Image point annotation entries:
......
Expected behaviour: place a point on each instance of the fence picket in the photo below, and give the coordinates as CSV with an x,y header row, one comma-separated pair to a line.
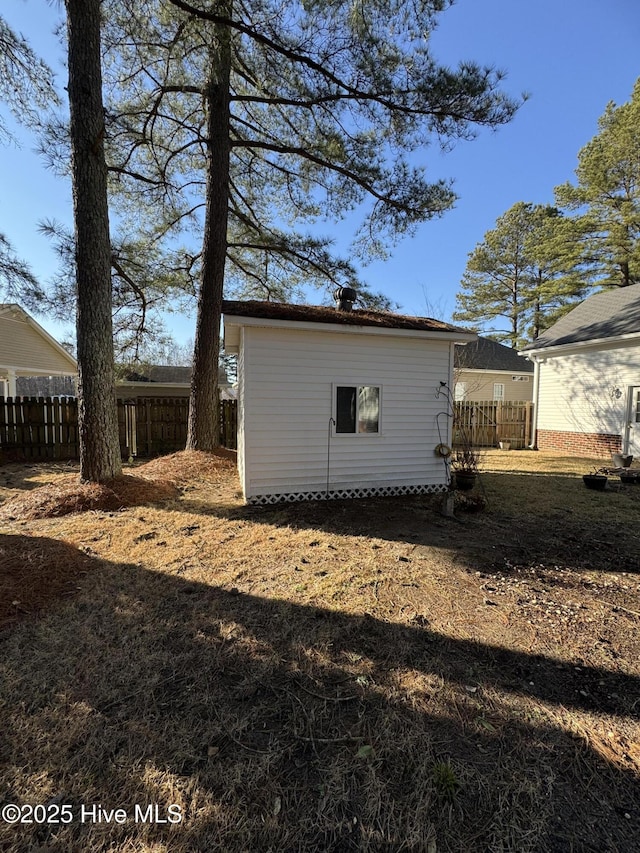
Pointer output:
x,y
42,428
486,423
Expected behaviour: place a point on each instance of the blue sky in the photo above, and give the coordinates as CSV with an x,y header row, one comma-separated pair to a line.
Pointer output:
x,y
571,56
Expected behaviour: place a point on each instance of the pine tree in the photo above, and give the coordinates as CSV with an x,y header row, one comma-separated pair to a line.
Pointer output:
x,y
523,276
605,200
268,115
97,418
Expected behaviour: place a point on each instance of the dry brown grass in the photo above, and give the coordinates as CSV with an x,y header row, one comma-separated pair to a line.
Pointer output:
x,y
335,676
......
SHORT TASK :: Return all of the lines above word for word, from first to last, and omit the pictures.

ANSWER TO THIS PROBLEM ::
Expected behaviour: place a point on each instance of the fence picket in the photo below, and give the coordinates as CSV with an x,y header row, one comma-separated pair to a line.
Pointer output:
x,y
42,428
486,423
Expected behaviour: place a point on each instance of the blue sky in the photo above, and give the coordinates as CSV with an x,y header row, one comma-separated pair to a line.
Pointer output:
x,y
571,56
Expected behaviour: place a point on each instance of the pine tree in the photo above, and give the coordinates as CSV with an x,y header row, one comma-separated pair to a line.
Pointer output:
x,y
523,276
605,200
268,115
97,418
Expected behaviour: place a point on each instance of the dry brown grass in the photo above, and give the coordinates as CSV with an x,y header row, one comma-separated pair to a line.
Pointer output:
x,y
335,676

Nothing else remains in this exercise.